Information provided: Begin

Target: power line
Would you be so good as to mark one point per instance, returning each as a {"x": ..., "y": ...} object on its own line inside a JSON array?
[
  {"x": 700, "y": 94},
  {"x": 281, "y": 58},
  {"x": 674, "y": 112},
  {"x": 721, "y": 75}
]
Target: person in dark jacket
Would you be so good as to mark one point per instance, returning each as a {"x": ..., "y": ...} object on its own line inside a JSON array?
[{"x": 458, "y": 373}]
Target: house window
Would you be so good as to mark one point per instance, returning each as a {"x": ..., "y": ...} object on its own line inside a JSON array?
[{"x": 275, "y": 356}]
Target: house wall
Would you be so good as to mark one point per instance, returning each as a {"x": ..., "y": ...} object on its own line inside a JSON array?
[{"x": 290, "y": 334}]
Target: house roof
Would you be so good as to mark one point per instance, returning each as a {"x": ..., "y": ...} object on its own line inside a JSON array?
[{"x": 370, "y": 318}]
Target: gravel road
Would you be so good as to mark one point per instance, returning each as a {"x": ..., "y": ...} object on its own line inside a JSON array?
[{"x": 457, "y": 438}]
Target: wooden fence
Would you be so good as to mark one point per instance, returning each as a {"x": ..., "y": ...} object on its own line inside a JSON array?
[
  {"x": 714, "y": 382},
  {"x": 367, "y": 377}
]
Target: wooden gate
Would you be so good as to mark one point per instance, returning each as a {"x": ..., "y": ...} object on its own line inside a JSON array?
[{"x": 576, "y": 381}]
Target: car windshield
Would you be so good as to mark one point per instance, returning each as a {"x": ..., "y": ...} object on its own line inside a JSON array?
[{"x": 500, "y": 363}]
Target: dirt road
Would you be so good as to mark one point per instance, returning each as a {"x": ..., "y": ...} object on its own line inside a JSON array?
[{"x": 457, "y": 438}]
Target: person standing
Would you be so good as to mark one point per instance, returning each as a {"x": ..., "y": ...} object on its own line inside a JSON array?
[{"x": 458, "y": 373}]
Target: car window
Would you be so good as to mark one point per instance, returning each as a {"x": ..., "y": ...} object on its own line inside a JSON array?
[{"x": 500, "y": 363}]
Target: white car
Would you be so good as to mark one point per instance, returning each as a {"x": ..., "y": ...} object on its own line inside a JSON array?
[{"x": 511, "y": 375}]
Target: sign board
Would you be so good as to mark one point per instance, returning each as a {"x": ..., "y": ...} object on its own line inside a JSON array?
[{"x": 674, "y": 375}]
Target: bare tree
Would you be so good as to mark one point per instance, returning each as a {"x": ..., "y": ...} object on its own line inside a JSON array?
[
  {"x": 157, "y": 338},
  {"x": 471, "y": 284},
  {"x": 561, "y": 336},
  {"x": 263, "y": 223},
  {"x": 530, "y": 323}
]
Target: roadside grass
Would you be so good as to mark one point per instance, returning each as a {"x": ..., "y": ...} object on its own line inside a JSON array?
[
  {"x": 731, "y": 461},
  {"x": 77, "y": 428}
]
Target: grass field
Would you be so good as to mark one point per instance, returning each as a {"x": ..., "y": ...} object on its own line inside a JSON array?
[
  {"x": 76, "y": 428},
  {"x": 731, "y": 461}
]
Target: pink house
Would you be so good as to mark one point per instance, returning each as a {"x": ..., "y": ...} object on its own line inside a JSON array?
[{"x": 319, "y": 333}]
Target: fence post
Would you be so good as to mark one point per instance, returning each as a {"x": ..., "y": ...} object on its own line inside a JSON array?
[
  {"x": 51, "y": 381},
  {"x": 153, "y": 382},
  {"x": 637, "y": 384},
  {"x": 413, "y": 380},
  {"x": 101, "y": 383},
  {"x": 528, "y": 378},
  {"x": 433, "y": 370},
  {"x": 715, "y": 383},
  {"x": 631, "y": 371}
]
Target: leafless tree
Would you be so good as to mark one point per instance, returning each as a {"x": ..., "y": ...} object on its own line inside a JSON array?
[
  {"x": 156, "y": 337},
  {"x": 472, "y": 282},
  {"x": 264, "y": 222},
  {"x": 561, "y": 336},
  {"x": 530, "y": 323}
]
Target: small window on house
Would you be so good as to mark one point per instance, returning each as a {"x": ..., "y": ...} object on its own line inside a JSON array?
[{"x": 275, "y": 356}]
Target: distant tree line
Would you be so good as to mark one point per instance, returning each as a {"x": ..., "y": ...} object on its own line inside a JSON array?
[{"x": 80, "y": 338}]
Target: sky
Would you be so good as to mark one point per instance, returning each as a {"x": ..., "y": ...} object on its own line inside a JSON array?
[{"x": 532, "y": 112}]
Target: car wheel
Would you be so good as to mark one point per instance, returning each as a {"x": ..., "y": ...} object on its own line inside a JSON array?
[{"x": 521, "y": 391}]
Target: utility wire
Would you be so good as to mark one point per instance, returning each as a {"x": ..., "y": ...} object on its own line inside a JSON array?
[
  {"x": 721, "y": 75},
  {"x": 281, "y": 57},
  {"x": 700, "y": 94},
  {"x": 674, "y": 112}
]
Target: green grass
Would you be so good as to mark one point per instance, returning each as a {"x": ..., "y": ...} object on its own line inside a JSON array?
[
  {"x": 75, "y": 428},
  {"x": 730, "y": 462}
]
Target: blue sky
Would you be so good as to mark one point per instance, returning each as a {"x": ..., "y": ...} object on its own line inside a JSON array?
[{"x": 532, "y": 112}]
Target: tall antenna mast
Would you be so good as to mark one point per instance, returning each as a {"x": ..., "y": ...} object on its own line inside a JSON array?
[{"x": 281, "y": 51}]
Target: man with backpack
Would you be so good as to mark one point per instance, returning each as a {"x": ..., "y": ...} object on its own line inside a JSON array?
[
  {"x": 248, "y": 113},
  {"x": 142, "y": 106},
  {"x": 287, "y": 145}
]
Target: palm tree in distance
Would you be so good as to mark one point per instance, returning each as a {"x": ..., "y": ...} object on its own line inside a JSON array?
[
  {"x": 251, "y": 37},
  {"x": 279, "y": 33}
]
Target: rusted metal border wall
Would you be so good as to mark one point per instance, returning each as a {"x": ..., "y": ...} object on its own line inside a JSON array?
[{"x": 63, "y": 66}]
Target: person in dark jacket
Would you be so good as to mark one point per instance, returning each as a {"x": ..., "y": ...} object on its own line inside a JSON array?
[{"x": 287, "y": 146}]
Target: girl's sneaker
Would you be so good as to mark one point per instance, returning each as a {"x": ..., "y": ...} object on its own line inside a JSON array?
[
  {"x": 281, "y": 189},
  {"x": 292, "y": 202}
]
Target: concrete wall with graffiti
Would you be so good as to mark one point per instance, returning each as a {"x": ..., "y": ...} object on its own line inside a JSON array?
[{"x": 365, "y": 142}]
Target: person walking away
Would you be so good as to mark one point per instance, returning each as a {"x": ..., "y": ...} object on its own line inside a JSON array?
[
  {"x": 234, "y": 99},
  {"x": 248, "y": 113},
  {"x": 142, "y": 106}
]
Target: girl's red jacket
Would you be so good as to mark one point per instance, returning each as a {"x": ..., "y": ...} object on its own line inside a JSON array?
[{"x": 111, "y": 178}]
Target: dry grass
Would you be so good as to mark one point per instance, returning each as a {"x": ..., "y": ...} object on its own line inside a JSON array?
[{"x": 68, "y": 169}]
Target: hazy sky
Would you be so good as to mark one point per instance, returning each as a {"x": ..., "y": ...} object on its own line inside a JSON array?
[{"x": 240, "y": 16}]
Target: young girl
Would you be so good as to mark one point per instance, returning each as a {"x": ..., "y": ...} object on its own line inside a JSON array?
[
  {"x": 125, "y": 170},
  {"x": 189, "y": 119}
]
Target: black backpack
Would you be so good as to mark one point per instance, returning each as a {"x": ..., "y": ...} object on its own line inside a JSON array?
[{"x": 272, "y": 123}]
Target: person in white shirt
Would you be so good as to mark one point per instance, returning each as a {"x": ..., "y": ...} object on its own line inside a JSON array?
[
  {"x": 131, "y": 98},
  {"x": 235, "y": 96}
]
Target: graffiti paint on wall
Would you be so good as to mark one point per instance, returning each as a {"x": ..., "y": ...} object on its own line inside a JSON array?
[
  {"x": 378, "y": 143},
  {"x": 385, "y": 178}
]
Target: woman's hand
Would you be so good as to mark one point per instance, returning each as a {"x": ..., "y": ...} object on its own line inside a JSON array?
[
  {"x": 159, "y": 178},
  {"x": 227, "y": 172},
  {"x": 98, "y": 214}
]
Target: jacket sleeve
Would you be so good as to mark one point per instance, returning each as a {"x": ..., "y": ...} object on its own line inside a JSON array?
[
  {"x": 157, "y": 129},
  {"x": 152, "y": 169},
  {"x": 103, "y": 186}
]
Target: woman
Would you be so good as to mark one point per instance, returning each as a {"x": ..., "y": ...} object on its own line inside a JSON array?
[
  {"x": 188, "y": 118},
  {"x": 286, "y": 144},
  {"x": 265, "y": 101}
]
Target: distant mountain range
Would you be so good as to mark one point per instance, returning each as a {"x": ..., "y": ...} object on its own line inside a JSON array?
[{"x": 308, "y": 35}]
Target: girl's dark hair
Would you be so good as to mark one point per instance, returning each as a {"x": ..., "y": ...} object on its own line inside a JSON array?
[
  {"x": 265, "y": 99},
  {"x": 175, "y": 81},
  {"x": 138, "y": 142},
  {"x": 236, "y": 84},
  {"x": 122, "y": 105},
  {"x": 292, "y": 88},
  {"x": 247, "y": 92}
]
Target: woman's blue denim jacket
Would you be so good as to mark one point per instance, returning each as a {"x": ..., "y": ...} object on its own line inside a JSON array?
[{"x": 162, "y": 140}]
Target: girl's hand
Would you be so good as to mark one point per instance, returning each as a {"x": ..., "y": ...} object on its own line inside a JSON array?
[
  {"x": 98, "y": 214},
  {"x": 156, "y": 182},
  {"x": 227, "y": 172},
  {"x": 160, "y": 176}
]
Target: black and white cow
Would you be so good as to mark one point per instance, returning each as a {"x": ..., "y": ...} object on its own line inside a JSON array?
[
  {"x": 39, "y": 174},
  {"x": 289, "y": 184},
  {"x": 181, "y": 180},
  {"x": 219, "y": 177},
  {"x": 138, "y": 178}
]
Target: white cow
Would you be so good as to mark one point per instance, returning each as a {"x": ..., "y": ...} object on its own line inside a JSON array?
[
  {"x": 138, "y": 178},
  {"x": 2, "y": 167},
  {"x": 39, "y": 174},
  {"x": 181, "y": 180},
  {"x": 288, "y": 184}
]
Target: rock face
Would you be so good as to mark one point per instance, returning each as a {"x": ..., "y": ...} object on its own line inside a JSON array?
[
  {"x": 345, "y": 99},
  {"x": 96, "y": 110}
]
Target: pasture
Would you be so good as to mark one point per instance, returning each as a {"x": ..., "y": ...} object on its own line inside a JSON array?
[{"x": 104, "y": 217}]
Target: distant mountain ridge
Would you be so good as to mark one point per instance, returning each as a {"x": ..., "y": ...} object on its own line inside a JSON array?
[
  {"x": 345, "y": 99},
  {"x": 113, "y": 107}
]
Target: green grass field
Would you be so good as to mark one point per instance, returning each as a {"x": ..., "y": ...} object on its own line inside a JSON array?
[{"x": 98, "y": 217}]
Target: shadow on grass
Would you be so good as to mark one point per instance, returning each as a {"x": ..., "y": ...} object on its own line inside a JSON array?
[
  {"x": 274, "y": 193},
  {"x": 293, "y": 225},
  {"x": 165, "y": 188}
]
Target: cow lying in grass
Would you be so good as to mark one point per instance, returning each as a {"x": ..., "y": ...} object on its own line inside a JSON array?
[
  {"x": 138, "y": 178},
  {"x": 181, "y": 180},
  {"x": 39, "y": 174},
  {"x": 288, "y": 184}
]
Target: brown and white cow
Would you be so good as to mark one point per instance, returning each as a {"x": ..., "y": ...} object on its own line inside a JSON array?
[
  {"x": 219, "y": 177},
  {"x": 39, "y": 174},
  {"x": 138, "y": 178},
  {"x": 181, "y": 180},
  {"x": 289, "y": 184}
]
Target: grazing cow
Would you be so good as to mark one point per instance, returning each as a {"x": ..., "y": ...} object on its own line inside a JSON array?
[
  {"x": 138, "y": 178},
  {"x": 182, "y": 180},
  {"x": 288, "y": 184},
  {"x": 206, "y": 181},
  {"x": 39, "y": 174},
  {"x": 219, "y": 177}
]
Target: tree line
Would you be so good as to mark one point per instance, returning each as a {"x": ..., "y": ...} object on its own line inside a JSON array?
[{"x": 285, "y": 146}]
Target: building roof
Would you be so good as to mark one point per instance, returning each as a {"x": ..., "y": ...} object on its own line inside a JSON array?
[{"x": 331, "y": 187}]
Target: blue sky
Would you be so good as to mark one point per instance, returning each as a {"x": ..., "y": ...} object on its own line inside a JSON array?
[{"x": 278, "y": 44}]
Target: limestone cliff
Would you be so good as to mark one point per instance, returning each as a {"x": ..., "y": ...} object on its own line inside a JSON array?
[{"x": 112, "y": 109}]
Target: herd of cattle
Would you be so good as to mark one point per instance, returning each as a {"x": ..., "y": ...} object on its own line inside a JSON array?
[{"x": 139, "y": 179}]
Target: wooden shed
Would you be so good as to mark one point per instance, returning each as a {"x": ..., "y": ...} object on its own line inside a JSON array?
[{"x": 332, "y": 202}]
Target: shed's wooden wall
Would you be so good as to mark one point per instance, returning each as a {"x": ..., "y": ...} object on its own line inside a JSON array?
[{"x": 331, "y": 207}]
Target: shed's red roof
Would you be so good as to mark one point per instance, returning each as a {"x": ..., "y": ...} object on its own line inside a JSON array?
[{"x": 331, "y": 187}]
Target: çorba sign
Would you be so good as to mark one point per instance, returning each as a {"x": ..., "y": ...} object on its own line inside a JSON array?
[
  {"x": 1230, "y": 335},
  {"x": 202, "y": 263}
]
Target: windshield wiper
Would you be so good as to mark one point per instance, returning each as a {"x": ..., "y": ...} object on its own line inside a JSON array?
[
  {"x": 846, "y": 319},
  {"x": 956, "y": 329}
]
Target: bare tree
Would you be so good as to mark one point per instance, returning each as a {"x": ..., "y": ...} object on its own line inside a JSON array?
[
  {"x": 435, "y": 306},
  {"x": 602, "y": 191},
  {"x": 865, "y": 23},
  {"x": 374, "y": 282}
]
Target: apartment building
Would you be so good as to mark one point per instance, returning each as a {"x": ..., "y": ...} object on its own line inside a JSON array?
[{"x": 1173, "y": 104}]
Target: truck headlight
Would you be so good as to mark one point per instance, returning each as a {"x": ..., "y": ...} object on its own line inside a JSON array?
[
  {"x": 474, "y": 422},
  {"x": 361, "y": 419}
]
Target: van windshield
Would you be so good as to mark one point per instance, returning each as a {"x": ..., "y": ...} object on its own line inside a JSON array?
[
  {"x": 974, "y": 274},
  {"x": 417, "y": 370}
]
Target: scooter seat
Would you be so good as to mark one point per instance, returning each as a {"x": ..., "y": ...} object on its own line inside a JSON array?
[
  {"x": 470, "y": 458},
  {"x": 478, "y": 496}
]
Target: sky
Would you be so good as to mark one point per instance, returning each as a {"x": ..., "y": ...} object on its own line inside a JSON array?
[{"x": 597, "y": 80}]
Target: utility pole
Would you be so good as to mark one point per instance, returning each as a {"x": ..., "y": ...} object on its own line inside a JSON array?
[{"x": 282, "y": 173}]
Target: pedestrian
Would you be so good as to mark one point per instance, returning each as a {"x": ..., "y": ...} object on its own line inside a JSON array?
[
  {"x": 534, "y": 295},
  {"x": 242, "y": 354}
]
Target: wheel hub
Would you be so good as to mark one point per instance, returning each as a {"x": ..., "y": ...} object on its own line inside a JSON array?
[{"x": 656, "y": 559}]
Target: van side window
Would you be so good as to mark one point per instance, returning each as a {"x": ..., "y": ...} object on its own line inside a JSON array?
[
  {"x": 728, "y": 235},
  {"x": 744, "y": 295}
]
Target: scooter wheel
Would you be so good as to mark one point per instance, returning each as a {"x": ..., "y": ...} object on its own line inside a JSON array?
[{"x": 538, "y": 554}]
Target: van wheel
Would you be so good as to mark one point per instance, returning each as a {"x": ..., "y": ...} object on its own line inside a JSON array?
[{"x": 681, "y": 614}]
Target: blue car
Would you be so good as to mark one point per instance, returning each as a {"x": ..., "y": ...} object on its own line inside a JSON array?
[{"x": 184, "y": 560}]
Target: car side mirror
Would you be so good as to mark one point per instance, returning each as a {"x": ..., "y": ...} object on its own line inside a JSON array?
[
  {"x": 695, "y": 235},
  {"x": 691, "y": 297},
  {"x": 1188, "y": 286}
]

Information provided: End

▶ [Exercise goal]: Would you retype the lines above from the one with "Target: shed's wooden wall" down to the one with "Target: pedestrian", word for word, both ends included and no other lines?

▶ [Problem solution]:
Target: shed's wooden wall
Would you be so good as to mark one point per instance, returning each as a {"x": ..., "y": ...} object on its own line inside a JSON array?
[{"x": 331, "y": 207}]
Target: shed's red roof
Would you be so good as to mark one point per instance, returning each as a {"x": ..., "y": ...} object on its own line inside a JSON array?
[{"x": 331, "y": 187}]
Target: çorba sign
Would you be so good as to mark one point per instance, returning each as a {"x": ..., "y": ...} object on its own line inside a JSON array?
[
  {"x": 1230, "y": 335},
  {"x": 202, "y": 263}
]
Target: windshield wiper
Would you be so good as to mark one point per instance, returning each as a {"x": ..., "y": ...} object on its own line inside a JSON array?
[
  {"x": 846, "y": 319},
  {"x": 956, "y": 329}
]
Target: bare tree
Would you be so good as to mark one point per instance, returning each as a {"x": ..., "y": ...} object on its own line inside a JSON array?
[
  {"x": 435, "y": 306},
  {"x": 602, "y": 191},
  {"x": 865, "y": 23},
  {"x": 374, "y": 282}
]
Target: apartment building
Would you be so good as to mark one point per instance, returning each as a {"x": ..., "y": ...} object on its own line inside a JSON array?
[{"x": 1173, "y": 104}]
Target: truck headlight
Would you be so good as to mark one point per instance, returning each as a {"x": ..., "y": ...} object on its own line inside a JSON array?
[
  {"x": 474, "y": 422},
  {"x": 361, "y": 419}
]
Target: van windshield
Would you be so good as to mark one point per instance, returning each as a {"x": ..., "y": ...} object on its own line inside a JSON array?
[
  {"x": 974, "y": 274},
  {"x": 417, "y": 370}
]
Target: scooter seat
Would you be so good as to mark one point per instance, returning each as a {"x": ..., "y": ...} object on its own line inside a JSON array?
[
  {"x": 470, "y": 458},
  {"x": 478, "y": 496}
]
Target: sky
Would you be so good as to mark one point per instance, returning each as a {"x": ..., "y": ...} object on its own line inside a JSON array?
[{"x": 597, "y": 80}]
Target: utility pole
Would you be so good as to mark one point per instance, returning each as a {"x": ..., "y": ...} object on its own line inside a JSON array?
[{"x": 282, "y": 173}]
Target: pedestrian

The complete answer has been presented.